• Problems:
A. According to the flame moss thread, how tall does Overfloater's moss grow before its bottom portion starts to yellow?
B. Decide whether each statement agrees with the flame moss thread, and support each yes or no with the deciding words from it: (i) McgJosh used super glue to attach moss to driftwood. (ii) Overfloater places the moss under the wire mesh. (iii) RachPreach plans to order wire mesh.
C. Extend the flame moss thread, picking up after its final post.

# best way to grow/attach flame moss?



## RachPreach (Jan 16, 2006)

Hi, I just got some of this moss and was curious as to what is the best way to grow it? Can it be attached to driftwood like most mosses with fishing line? Or, If I decide to grow it with wire mess, should i sandwich it between two pieces of the mess?


----------



## McgJosh (Jun 4, 2006)

Today I did a little expirement attaching moss to driftwood with super glue. So far it is holding well.


----------



## Overfloater (Jan 12, 2004)

I have been growing flame moss for awhile. I lay the individual strands flat across wire mesh and wrap it with a small diameter fishing line. I find it grows to about 4-5 inches before the bottom portion starts to yellow from lack of light.


----------



## RachPreach (Jan 16, 2006)

so, once its laid and tied to the mesh, is the moss facing up or under the mesh?


----------



## Overfloater (Jan 12, 2004)

RachPreach said:


> so, once its laid and tied to the mesh, is the moss facing up or under the mesh?


It's on top. I am about to retie all my moss today. I can take pictures if you'd like.


----------



## RachPreach (Jan 16, 2006)

ok that would be cool. I think I understand though. I really dont want to go to the trouble of ordering wire mesh so I might get some plastic kind at walmart...would that work or do you know of somewhere I can get wire kind?

• Record excerpts:
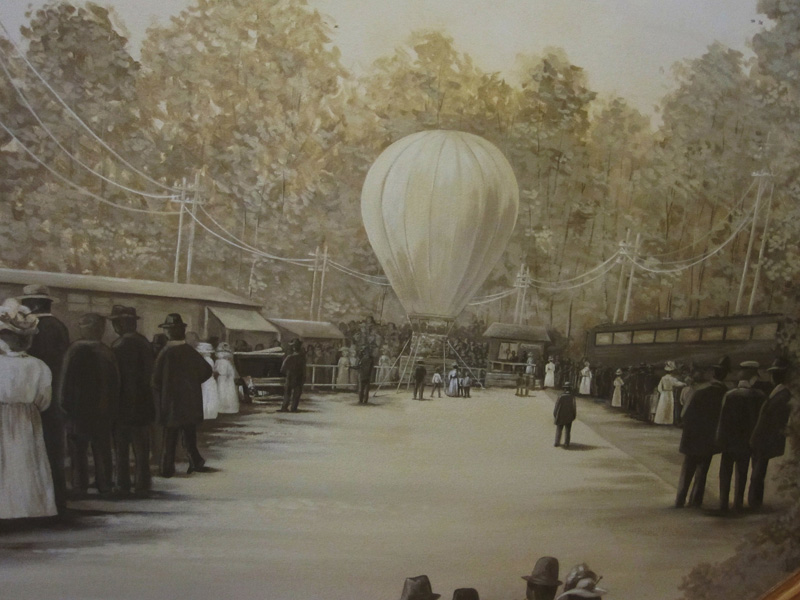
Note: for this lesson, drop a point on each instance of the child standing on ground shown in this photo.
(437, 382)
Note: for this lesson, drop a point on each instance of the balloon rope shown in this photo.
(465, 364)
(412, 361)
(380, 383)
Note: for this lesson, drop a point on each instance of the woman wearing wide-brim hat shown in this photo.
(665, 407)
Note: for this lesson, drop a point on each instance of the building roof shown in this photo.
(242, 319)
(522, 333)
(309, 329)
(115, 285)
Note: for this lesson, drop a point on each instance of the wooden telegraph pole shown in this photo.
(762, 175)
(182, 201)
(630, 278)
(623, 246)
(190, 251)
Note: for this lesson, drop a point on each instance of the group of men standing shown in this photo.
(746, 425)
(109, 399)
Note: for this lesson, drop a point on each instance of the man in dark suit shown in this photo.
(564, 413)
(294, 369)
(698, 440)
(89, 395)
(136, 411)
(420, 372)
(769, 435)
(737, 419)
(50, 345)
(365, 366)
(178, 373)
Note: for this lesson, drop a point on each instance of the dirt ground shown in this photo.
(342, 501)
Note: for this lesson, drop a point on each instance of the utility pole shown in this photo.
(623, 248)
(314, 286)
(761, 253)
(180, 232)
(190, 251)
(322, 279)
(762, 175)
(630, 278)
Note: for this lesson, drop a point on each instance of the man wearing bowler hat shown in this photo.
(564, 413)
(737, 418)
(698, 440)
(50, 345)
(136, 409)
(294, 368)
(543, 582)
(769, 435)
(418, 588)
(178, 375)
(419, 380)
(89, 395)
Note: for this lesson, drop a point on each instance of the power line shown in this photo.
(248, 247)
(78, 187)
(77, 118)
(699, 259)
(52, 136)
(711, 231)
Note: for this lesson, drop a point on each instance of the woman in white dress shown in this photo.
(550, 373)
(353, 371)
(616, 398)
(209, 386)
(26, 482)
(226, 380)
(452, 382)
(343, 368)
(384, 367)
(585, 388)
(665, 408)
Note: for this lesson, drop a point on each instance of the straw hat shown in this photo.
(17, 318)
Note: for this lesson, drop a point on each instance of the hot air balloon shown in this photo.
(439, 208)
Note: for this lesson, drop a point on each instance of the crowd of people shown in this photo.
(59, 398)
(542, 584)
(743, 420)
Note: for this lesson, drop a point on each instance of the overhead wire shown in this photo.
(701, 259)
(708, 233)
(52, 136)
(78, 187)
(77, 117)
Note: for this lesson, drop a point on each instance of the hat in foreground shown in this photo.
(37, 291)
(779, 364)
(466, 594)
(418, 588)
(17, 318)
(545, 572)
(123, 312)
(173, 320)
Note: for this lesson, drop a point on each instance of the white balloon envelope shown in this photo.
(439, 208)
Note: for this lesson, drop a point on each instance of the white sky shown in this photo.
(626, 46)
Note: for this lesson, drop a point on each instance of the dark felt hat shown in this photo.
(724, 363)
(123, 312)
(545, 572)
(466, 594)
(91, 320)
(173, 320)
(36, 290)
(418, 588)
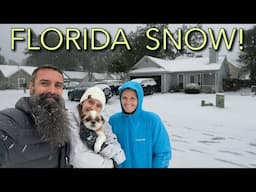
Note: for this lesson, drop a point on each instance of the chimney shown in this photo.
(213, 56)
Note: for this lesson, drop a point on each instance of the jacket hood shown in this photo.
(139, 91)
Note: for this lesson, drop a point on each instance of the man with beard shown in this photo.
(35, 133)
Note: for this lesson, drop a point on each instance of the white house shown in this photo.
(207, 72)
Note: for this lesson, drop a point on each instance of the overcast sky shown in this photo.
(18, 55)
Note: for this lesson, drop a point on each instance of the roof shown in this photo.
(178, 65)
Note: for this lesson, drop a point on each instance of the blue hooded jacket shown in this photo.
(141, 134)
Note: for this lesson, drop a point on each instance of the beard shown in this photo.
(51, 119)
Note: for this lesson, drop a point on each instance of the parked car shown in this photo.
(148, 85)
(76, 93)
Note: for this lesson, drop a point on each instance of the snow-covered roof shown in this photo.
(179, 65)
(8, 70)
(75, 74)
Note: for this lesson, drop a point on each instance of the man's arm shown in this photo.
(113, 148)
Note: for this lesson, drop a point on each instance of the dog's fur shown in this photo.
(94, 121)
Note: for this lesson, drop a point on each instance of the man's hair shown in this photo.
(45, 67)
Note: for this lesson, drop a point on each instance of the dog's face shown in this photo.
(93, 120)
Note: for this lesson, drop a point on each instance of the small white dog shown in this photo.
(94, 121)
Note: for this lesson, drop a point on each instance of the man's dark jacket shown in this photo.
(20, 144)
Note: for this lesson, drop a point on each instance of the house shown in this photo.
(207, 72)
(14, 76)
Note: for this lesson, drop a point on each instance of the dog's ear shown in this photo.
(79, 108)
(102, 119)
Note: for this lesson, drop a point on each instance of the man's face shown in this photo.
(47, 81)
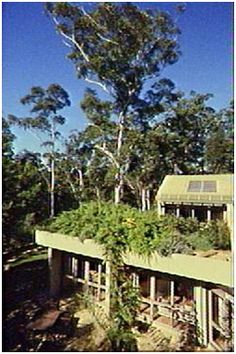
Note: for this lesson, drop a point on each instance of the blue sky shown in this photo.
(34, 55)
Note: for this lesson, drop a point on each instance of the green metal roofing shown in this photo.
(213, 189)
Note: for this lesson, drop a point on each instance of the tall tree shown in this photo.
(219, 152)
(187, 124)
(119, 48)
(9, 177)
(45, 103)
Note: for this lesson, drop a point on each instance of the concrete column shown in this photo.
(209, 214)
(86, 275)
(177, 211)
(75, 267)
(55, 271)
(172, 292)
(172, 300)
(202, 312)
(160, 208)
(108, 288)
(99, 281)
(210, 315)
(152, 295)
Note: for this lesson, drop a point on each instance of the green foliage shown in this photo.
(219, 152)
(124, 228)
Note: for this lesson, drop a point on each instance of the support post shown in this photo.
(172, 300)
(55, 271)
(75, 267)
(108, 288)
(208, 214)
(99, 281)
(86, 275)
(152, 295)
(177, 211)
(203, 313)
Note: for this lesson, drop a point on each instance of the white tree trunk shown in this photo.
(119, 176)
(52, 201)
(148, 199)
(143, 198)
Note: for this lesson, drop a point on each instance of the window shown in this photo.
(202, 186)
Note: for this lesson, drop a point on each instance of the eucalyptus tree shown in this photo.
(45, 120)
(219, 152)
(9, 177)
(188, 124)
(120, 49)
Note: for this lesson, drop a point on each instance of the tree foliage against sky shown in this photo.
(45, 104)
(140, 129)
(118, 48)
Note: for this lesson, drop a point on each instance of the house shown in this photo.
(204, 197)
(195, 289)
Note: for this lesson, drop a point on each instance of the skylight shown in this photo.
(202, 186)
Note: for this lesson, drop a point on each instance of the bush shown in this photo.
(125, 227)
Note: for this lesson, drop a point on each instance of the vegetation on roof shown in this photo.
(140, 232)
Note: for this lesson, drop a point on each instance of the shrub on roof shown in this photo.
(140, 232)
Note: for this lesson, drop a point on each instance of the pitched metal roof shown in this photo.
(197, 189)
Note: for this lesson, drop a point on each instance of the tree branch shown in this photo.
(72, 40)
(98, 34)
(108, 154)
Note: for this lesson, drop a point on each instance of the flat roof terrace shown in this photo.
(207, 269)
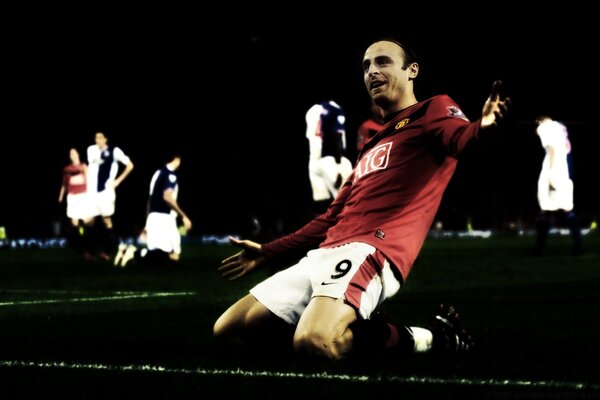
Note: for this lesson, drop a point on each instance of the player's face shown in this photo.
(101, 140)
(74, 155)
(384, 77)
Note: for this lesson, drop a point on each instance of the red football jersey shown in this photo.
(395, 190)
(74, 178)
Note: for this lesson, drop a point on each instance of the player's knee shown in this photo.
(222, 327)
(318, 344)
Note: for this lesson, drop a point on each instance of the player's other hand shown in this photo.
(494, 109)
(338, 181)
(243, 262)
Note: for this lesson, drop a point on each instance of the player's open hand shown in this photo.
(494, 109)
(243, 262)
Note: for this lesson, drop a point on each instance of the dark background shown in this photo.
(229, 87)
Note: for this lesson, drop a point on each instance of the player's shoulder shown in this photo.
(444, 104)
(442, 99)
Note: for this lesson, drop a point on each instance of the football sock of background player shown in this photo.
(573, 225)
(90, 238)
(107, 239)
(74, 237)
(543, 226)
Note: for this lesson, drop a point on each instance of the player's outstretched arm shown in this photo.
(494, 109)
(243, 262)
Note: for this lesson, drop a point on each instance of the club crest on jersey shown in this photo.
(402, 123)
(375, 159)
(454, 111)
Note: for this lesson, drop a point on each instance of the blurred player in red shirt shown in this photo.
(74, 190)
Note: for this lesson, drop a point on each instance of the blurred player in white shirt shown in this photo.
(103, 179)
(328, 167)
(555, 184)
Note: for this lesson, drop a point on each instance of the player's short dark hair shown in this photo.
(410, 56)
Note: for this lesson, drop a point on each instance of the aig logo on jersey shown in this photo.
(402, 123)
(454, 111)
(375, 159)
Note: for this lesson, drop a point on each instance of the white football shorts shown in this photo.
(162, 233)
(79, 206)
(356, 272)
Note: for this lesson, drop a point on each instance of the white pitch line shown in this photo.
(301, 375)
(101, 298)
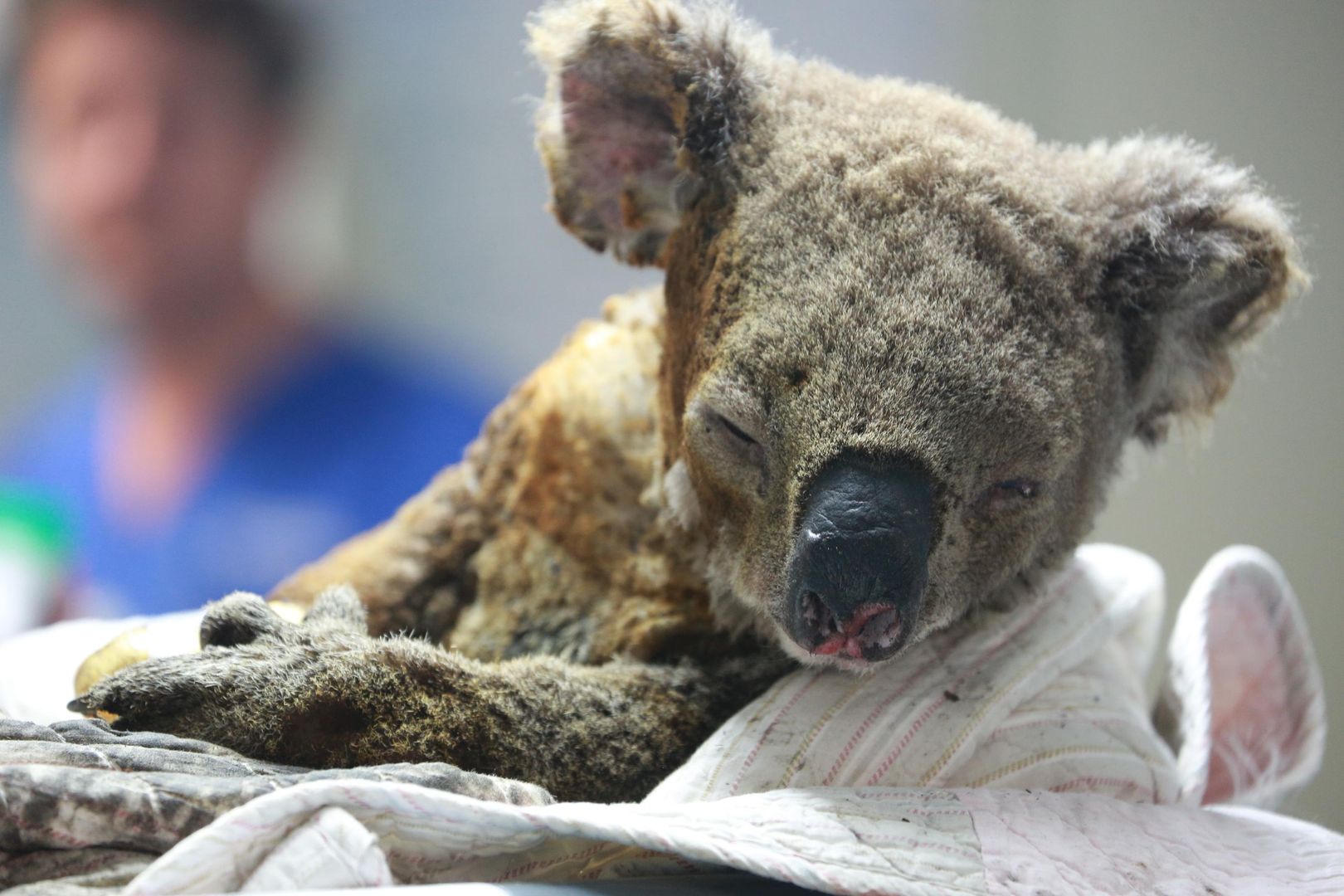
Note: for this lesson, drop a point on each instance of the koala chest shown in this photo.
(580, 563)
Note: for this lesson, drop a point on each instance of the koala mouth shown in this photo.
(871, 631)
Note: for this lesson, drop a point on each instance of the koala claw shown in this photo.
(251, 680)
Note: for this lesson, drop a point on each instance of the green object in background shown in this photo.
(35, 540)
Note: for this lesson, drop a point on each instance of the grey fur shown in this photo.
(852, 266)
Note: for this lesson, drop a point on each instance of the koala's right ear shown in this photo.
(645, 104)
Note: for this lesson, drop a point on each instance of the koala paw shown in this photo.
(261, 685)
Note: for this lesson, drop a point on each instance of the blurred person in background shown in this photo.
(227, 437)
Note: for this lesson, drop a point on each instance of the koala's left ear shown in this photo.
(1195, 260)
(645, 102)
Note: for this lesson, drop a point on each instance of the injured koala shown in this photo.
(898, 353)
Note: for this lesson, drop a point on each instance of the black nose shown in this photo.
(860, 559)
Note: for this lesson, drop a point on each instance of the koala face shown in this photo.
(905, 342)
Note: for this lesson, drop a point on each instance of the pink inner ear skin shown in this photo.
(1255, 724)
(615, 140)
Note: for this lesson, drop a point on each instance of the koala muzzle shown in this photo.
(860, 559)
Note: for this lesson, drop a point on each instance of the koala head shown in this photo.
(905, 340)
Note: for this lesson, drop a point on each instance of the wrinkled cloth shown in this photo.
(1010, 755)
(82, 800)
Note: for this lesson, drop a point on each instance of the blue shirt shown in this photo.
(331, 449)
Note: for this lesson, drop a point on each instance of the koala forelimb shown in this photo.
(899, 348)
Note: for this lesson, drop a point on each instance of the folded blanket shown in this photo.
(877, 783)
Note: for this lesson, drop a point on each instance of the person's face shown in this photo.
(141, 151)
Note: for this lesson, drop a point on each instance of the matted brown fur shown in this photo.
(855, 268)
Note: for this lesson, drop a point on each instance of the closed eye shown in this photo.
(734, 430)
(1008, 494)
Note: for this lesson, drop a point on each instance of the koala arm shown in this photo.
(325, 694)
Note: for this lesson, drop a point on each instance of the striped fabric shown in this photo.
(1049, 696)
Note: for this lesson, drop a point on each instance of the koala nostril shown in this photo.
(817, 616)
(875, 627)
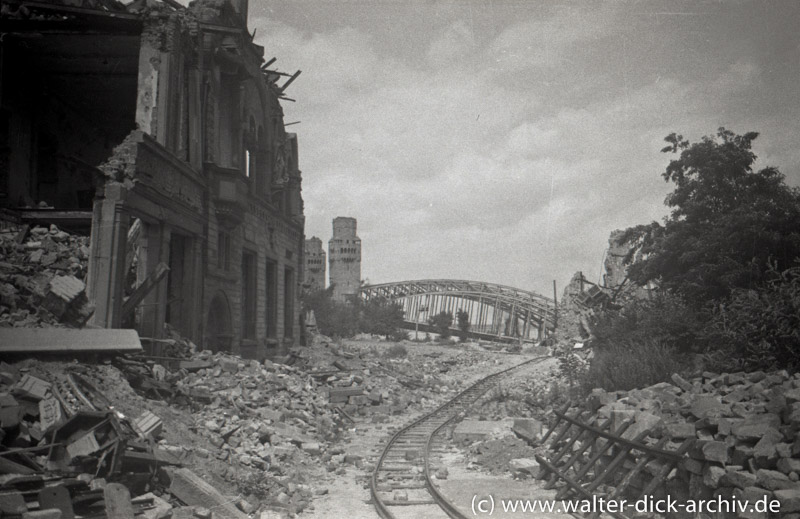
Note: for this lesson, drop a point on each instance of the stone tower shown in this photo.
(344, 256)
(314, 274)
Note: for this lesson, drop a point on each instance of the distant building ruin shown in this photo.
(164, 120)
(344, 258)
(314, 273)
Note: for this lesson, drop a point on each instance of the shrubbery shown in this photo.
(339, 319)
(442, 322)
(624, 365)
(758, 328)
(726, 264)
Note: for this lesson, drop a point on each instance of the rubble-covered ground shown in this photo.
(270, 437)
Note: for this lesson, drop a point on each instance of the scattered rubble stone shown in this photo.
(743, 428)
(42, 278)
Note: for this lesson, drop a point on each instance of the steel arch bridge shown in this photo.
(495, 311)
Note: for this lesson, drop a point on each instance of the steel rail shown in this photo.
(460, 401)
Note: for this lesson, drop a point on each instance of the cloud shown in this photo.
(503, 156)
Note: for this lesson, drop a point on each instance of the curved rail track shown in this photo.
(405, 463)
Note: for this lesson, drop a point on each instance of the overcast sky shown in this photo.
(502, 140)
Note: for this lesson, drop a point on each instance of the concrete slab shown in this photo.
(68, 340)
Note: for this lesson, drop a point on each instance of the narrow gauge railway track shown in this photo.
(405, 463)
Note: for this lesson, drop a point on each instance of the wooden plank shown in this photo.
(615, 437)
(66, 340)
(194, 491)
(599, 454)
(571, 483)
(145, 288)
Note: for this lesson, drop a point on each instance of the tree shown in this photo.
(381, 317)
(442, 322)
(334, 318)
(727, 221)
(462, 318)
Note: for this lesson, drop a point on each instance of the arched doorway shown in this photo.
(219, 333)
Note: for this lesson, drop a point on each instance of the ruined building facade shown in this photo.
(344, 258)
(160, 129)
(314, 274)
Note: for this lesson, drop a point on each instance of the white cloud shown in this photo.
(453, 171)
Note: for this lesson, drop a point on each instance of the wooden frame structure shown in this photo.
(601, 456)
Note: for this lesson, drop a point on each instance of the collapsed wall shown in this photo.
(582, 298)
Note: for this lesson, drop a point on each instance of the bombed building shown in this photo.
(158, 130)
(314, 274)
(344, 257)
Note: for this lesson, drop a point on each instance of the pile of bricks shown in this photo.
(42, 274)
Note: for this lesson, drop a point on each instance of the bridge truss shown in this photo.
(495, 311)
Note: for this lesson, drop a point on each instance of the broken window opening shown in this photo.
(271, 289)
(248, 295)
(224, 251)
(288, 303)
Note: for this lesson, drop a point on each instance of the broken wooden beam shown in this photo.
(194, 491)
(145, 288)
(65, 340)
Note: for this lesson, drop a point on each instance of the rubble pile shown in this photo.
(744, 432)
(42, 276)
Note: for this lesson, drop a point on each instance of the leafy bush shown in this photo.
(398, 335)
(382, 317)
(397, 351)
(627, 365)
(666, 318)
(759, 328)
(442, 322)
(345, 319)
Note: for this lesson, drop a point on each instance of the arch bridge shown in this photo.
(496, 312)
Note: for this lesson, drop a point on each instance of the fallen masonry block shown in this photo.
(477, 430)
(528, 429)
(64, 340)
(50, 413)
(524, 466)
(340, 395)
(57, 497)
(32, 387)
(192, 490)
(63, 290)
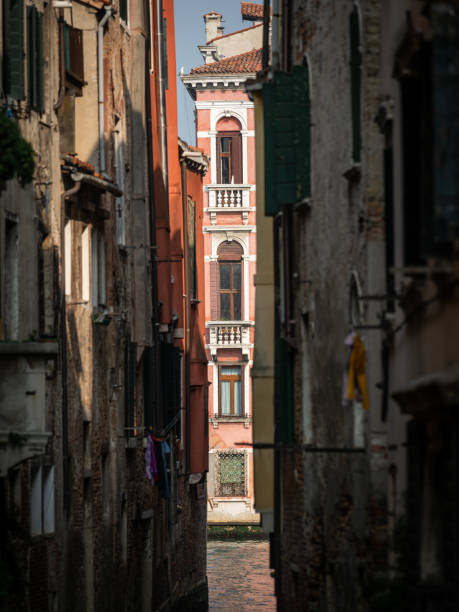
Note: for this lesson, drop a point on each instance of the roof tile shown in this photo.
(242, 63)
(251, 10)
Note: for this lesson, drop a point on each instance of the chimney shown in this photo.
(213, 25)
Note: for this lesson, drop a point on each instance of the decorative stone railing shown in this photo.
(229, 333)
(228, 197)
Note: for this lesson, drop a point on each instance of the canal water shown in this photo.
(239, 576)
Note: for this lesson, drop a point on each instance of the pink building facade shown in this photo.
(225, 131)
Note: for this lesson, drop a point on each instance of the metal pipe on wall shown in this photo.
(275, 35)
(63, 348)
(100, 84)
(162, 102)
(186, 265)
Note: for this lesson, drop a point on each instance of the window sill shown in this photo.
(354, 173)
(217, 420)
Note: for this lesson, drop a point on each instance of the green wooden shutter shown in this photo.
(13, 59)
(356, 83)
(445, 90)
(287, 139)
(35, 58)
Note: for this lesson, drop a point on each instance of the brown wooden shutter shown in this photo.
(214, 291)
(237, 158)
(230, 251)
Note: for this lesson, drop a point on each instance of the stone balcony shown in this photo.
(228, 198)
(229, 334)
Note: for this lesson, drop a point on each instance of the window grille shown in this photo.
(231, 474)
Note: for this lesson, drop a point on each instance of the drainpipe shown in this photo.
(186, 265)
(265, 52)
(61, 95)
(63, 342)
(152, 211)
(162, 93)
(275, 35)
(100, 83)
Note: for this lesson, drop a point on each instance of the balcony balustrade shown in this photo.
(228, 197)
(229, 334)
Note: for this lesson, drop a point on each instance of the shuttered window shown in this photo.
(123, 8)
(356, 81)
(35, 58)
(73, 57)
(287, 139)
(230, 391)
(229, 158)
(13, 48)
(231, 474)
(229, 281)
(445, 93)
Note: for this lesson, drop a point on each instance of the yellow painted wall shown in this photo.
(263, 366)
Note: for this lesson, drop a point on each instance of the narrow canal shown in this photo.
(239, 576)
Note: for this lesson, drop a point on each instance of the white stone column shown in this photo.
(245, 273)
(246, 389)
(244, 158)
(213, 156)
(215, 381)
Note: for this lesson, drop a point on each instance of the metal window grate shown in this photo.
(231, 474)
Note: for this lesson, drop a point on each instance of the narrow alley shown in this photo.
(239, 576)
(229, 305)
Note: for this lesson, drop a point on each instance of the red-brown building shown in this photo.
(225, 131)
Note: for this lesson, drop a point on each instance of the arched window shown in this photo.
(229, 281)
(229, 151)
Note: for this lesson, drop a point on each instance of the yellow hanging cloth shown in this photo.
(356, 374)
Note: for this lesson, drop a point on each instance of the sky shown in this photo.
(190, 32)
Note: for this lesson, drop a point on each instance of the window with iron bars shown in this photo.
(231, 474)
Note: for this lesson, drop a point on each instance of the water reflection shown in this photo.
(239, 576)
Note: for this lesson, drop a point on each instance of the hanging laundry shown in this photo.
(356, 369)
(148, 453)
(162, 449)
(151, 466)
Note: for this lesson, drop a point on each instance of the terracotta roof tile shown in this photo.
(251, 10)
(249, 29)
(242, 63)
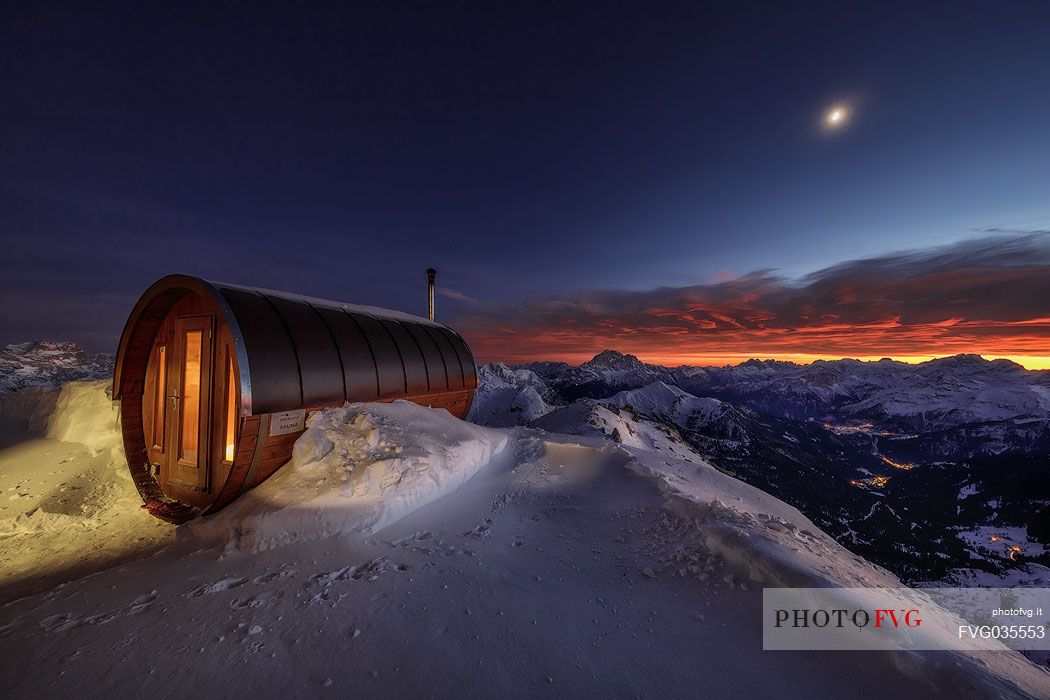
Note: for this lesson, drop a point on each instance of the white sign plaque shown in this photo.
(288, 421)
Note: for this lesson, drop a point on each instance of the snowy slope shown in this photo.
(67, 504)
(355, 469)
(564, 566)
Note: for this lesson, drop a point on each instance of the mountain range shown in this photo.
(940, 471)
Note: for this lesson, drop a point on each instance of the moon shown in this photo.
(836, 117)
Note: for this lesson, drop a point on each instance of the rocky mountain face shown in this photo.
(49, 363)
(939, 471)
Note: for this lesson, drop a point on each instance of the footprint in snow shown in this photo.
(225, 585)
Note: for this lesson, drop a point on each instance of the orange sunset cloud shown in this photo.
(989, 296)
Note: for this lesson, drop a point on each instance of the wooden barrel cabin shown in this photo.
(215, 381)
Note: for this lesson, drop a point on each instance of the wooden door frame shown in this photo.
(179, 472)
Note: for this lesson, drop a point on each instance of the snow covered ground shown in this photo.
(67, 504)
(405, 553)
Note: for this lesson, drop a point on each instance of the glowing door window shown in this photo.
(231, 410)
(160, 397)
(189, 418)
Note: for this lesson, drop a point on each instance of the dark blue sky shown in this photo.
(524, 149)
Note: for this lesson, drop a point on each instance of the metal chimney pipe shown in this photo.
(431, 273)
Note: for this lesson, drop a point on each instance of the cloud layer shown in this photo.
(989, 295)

• Solved problems:
A. About 4-5 inches.

B.
(i) Yes: "Today I did a little expirement attaching moss to driftwood with super glue."
(ii) No: "It's on top."
(iii) No: "I really dont want to go to the trouble of ordering wire mesh"

C.
----------



## oblongshrimp (Jul 26, 2006)

I have attached it to driftwood using cotton thread. The moss does attach to the wood but the hold isn't very strong. Some pieces hold tight but most will just come off if you pull very hard on it. If you wanted something more permanent you could just use fishing line.


----------



## Wasserpest (Jun 12, 2003)

This is going to sound weird, but I have planted Flame Moss like stemplants, by pushing the lower end a little into the substrate. It attaches to the gravel, and then just grows upward. Like a flame, lol. :angryfire Looks a bit like little trees.


----------



## RachPreach (Jan 16, 2006)

cool, i could try that too.

I would still like some info on where to find the wire mesh at somewhere local(walmart, homedepot, lowes...)


----------



## oblongshrimp (Jul 26, 2006)

ya i have had pieces of it attach to my aquasoil also but not on purpose.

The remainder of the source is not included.